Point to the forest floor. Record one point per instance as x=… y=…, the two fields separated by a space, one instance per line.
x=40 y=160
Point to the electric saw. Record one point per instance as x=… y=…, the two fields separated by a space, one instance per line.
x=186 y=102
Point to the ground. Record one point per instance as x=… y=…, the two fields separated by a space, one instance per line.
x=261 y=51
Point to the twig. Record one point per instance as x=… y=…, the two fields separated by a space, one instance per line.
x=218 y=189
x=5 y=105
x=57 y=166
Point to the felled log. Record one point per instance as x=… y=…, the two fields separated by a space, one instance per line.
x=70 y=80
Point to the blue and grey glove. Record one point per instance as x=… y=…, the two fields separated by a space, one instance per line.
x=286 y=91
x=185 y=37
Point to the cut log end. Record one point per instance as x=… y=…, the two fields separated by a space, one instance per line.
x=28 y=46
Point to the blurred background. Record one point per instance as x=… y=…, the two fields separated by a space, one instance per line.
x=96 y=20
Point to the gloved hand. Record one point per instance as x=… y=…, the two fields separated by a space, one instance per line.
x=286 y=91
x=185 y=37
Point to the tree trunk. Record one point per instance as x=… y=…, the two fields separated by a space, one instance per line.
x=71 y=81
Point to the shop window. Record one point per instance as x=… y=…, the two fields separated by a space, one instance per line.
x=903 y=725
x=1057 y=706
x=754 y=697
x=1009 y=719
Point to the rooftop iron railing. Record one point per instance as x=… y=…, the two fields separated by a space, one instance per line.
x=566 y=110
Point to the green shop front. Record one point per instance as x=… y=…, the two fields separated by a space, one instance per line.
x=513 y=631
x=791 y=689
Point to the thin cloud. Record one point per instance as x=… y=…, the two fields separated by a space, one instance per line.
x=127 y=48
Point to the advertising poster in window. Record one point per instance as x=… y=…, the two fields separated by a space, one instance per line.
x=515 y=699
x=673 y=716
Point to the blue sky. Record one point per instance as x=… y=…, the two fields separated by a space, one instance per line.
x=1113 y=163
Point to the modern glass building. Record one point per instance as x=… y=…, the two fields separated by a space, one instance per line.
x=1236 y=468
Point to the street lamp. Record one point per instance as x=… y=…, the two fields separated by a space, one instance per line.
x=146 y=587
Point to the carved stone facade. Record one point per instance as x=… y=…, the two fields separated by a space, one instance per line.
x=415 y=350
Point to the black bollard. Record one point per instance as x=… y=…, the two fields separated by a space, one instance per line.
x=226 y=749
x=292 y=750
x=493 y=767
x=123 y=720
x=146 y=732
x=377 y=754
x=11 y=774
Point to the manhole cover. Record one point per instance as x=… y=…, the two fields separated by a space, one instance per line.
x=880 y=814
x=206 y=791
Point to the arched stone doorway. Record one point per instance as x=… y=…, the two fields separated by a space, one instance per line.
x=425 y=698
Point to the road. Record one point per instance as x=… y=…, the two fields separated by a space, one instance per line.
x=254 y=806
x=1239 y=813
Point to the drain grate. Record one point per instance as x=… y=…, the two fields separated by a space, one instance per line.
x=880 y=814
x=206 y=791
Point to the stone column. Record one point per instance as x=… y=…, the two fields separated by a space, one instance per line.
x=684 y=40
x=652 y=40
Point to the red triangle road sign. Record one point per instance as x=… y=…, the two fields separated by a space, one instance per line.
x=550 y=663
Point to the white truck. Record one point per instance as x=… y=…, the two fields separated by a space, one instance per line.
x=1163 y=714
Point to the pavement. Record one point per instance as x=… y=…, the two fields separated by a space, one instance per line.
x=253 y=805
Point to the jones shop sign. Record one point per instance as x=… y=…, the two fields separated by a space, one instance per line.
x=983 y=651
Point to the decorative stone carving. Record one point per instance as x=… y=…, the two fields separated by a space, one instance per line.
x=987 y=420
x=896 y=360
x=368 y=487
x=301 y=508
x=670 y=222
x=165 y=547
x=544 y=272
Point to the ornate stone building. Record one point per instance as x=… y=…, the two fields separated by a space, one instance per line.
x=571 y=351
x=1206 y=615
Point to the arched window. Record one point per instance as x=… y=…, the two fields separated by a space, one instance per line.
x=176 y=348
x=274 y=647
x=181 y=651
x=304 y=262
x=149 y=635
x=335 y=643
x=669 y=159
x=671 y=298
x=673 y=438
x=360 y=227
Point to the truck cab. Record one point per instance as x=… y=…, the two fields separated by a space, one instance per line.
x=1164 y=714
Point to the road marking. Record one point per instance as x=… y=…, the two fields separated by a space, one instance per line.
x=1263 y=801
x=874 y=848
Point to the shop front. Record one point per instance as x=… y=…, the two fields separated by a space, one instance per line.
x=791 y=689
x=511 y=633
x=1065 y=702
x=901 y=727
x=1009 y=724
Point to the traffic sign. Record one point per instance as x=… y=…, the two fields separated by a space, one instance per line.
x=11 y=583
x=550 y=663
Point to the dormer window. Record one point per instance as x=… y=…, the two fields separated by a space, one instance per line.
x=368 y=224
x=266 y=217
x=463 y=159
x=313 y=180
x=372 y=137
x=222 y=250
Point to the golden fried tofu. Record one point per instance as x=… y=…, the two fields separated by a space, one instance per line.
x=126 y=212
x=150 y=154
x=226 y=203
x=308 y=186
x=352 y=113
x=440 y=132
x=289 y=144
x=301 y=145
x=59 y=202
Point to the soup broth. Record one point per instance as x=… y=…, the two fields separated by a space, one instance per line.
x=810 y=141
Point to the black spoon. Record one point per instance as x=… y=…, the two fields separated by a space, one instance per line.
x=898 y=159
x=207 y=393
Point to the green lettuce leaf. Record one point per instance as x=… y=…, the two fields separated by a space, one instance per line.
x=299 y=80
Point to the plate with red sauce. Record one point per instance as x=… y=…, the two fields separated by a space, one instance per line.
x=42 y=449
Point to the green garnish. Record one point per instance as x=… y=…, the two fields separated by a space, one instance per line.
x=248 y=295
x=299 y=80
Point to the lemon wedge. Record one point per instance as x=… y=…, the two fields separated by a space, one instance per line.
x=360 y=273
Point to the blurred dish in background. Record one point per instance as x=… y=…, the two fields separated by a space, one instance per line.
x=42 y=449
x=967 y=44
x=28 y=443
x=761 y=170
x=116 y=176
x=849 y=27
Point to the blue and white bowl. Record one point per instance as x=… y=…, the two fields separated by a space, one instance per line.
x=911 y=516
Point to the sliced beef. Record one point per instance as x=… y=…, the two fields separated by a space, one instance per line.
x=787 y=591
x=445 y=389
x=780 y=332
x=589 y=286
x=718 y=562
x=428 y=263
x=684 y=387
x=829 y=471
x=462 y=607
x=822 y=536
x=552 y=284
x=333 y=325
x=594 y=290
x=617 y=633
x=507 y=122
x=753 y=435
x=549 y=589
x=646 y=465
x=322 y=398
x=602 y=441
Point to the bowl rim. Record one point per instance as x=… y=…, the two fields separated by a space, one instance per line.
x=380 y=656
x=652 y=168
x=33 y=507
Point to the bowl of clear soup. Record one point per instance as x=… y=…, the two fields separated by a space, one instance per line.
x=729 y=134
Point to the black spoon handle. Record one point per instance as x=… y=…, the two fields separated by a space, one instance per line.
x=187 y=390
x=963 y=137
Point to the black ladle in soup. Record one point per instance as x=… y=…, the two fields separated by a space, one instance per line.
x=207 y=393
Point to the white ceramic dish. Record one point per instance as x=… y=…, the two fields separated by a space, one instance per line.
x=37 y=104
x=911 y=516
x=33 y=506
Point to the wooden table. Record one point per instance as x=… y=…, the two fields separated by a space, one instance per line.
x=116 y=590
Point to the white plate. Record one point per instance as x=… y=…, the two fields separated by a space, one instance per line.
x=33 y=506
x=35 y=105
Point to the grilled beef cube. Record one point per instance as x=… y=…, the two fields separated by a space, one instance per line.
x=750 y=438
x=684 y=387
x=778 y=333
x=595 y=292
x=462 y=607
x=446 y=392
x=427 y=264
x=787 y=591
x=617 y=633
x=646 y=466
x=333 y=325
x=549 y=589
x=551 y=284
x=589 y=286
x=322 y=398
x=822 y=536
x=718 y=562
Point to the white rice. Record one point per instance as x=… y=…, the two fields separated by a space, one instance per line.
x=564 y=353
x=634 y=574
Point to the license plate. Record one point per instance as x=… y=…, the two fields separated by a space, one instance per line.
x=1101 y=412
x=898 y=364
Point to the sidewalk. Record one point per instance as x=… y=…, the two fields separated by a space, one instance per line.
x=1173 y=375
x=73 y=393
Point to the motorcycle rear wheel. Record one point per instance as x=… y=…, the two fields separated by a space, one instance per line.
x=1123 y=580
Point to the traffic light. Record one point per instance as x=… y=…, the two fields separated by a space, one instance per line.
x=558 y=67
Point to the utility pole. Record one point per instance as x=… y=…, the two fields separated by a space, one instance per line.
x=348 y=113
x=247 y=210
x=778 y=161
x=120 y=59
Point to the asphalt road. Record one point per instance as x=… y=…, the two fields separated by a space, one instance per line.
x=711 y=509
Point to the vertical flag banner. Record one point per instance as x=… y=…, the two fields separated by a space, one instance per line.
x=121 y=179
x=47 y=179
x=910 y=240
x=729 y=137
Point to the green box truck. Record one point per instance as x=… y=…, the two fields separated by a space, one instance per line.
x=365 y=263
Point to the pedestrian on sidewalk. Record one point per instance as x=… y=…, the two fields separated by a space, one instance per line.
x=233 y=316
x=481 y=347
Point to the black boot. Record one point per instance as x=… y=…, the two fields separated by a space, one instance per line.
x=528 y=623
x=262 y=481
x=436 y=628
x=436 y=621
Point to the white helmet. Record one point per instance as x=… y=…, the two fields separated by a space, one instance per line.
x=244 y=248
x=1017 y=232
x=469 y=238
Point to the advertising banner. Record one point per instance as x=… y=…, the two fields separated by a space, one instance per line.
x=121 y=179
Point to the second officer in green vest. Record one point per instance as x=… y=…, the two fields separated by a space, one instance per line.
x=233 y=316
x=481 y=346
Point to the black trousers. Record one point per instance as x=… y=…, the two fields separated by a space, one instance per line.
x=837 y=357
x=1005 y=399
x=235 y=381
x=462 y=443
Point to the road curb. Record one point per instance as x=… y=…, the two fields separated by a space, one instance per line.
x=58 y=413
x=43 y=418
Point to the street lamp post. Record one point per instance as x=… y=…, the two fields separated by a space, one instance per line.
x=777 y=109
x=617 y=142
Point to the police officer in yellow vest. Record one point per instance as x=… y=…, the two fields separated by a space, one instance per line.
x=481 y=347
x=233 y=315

- [EXERCISE PROMPT]: Copy out the records above word for word, starting at the line that contains "Point to the arched stone" and stopping after the line that contains "x=983 y=651", with both of those lines included.

- [TASK RESULT]:
Point to the arched stone doorway. Record one point per instance as x=… y=…, the two fields separated by a space, one instance per line.
x=425 y=698
Point to the road. Record one point per instance as x=… y=…, the two fields separated by a space, one instance per line.
x=254 y=806
x=1239 y=813
Point to the drain grate. Record one point per instance as x=… y=…, the two fields separated by a space, one instance per line.
x=880 y=814
x=206 y=791
Point to the stone column. Record one point per instance as x=… y=…, the two fields separated by a space, one instance per line.
x=684 y=40
x=652 y=40
Point to the red triangle road sign. Record one point per instance as x=… y=…, the two fields separated by a space, one instance per line.
x=550 y=663
Point to the white truck. Record one point per instance as x=… y=…, the two fields separated by a space, one instance per line.
x=1163 y=714
Point to the pavement. Record one point per instance as x=… y=…, the two fields separated by a space, one instance per line.
x=253 y=805
Point to the jones shop sign. Record one point per instance as x=… y=…, the two fields separated by a space, one instance per line.
x=983 y=651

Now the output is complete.